### OBJECTIVE
Reproduce the listing below word for word, omitting the pictures.
GIVEN RECORDS start
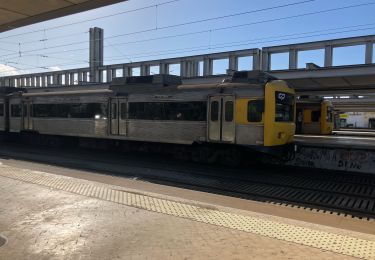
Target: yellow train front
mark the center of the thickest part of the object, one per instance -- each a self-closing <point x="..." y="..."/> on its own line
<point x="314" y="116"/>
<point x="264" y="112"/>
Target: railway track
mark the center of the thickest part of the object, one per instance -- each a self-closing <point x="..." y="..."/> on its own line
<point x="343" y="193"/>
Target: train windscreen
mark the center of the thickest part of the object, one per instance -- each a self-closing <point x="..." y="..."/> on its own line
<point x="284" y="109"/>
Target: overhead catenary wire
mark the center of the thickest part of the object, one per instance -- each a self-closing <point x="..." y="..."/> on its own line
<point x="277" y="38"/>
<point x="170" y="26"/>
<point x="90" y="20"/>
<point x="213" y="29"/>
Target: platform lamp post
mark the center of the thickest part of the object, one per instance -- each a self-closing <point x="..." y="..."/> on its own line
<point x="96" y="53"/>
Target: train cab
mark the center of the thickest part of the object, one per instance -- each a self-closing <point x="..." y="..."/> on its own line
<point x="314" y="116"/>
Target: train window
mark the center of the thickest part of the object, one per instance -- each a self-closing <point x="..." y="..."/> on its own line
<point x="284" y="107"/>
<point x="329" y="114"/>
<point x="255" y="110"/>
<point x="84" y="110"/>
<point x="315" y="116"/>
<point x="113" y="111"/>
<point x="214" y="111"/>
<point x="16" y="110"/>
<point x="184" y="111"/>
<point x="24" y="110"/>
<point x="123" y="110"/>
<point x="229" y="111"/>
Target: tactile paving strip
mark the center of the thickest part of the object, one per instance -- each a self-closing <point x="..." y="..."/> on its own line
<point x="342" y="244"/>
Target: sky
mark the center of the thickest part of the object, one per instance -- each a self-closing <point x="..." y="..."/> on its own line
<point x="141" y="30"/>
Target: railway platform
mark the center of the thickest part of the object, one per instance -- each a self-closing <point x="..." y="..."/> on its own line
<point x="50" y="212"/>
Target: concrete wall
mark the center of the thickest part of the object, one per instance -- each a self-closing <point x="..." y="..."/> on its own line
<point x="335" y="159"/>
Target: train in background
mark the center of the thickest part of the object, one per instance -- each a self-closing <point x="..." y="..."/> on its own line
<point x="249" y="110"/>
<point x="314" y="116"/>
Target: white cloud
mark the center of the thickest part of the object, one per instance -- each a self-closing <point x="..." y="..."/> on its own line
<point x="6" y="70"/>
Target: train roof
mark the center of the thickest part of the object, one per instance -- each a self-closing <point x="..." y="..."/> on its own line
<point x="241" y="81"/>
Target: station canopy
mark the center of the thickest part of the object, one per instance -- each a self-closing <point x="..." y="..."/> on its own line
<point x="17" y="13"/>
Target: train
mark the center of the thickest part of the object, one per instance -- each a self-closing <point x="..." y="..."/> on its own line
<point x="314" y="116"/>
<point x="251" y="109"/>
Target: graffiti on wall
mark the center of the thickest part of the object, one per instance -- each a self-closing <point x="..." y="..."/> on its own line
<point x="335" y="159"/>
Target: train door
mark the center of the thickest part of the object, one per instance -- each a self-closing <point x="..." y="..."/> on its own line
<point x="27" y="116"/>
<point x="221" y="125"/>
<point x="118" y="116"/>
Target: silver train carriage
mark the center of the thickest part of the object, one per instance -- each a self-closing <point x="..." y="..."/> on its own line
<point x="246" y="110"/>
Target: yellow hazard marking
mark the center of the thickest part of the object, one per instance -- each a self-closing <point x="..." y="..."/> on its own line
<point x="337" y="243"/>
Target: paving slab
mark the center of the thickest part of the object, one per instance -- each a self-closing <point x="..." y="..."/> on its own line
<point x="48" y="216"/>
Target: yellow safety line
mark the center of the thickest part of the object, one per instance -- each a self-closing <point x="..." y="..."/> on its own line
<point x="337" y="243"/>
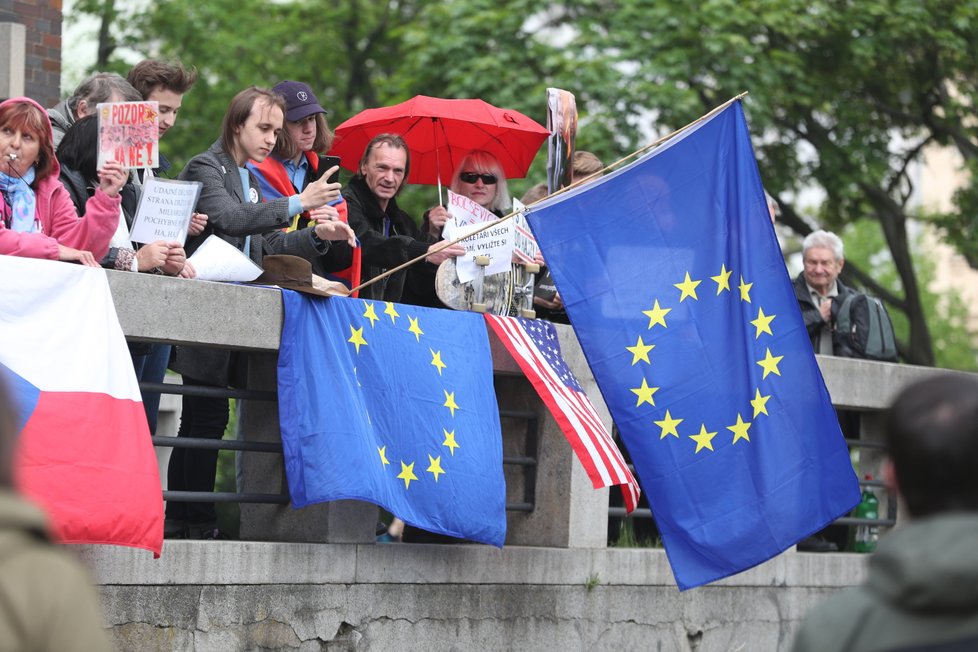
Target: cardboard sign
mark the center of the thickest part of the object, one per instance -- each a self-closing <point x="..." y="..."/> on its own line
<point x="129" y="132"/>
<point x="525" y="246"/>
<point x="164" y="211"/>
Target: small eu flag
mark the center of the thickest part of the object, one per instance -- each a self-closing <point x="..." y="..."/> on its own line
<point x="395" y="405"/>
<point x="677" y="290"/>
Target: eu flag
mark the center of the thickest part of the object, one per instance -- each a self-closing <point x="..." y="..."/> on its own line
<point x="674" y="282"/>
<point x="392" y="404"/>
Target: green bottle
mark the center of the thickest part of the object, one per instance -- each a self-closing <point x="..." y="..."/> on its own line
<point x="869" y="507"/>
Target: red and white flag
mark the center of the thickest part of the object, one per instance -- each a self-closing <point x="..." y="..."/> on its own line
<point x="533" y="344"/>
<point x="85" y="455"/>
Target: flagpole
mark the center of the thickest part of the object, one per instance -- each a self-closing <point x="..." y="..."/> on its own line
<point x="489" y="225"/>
GIVEN RECORDS end
### RESPONSE
Target: yellow train front
mark the center of the thickest part of the object, one per instance -- each a self-closing <point x="..." y="..."/> on its own line
<point x="314" y="116"/>
<point x="264" y="112"/>
Target: railway track
mark the center of the thickest part of the object, one per instance -- each a self-closing <point x="..." y="..."/> on its own line
<point x="343" y="193"/>
Target: train windscreen
mark the center of the thickest part of the object, one per instance -- each a self-closing <point x="..." y="..."/> on its own line
<point x="284" y="109"/>
Target: overhead catenary wire
mark the center of the thickest part of the object, one per instance -- each a self-closing <point x="..." y="..."/> on its own line
<point x="277" y="38"/>
<point x="170" y="26"/>
<point x="90" y="20"/>
<point x="213" y="29"/>
Target: platform lamp post
mark the center of the thickest part of the object, one per instance -- each a self-closing <point x="..." y="..."/> on its own line
<point x="96" y="53"/>
Target: train cab
mark the center of the thickest part of the object, one per instance -- each a self-closing <point x="..." y="..."/> on its own line
<point x="314" y="116"/>
Target: train window
mark the center of the thickest part of the object, one per instance -- each a self-closing <point x="..." y="..."/> on its own line
<point x="284" y="107"/>
<point x="329" y="114"/>
<point x="255" y="110"/>
<point x="84" y="110"/>
<point x="315" y="116"/>
<point x="113" y="111"/>
<point x="214" y="111"/>
<point x="16" y="110"/>
<point x="184" y="111"/>
<point x="24" y="110"/>
<point x="123" y="110"/>
<point x="229" y="111"/>
Target: tactile paving strip
mark the center of the thickest part of the object, one per instance -- each a self-closing <point x="..." y="..."/> on its own line
<point x="342" y="244"/>
Target: sky
mark the center of the thickest part of the object, one per instance -- each a self-closing <point x="..." y="..."/> on its own line
<point x="141" y="30"/>
Target: railway platform
mark the center of the thickest part of the object, one per instance -- each a self-closing <point x="..." y="..."/> on its own line
<point x="50" y="212"/>
Target: concrete wall
mark the center of the thickest part of the object, one per instance -- each a self-closing <point x="..." y="..."/> on its own line
<point x="335" y="159"/>
Target: train in background
mark the center of the thickest part of the object, one per instance -- each a self-closing <point x="..." y="..."/> on its own line
<point x="249" y="110"/>
<point x="314" y="116"/>
Target: white cloud
mark the center of the thickest part of the object, one per instance -- each a self-closing <point x="..." y="..."/> on its own line
<point x="6" y="70"/>
Target: train roof
mark the center of the thickest part of the object, one per instance -- each a self-closing <point x="..." y="..."/> on its own line
<point x="241" y="81"/>
Target: station canopy
mark the center of the thickest part of the object, one per instance -- each a self-closing <point x="..." y="..."/> on its own line
<point x="17" y="13"/>
Target: train
mark the center of the thickest part of the object, one per instance -- each a self-closing <point x="..." y="..."/> on its own line
<point x="314" y="116"/>
<point x="251" y="109"/>
Target: graffiti on wall
mark the center of the thickest part of the object, one per instance -- each a self-closing <point x="..." y="..."/> on its own line
<point x="335" y="159"/>
Target: train door
mark the center of the thickest part of the object, one per instance -- each a self-closing <point x="..." y="..."/> on its own line
<point x="27" y="116"/>
<point x="221" y="125"/>
<point x="118" y="116"/>
Target: silver train carriage
mark the center of the thickest part of the object, one per instance -- each a self-closing <point x="..." y="..."/> on its own line
<point x="246" y="110"/>
Target: yellow hazard marking
mark the center of the thickest part of the object, one per instance -- each a self-closing <point x="..." y="..."/> on its own line
<point x="337" y="243"/>
Target: paving slab
mark the center of the thickest part of the object, one per instance -- each a self-closing <point x="..." y="..."/> on its own line
<point x="48" y="216"/>
Target: yellow safety line
mark the center of the thickest part of the object, one per instance -- each a self-closing <point x="..." y="..."/> on its own line
<point x="337" y="243"/>
Target: cardboard sign
mark the center of the thickest part of the object, one per instance -- each a self-closing <point x="..." y="..."/> on its own line
<point x="129" y="132"/>
<point x="525" y="246"/>
<point x="164" y="211"/>
Target: small eu flag
mark the center of the thickest part of the object, one per instance -- each a self-closing <point x="..." y="..."/> on its own line
<point x="395" y="405"/>
<point x="677" y="290"/>
Target: eu flag
mark the center of the thickest part of the object, one per instance -- each a self-closing <point x="..." y="..."/> on its own line
<point x="674" y="282"/>
<point x="392" y="404"/>
Target: green bottle
mark the center of the thickest part of the object, one per instance -- each a self-closing <point x="..." y="..."/> on its own line
<point x="869" y="507"/>
Target: red and white flag
mark the center of the thickest part of the object, one per instance -- each a self-closing <point x="..." y="..."/> on its own line
<point x="533" y="344"/>
<point x="85" y="455"/>
Target: flagpole
mark the center of the thickest part of the object, one per instance -- each a self-closing <point x="..." y="..."/> on its own line
<point x="489" y="225"/>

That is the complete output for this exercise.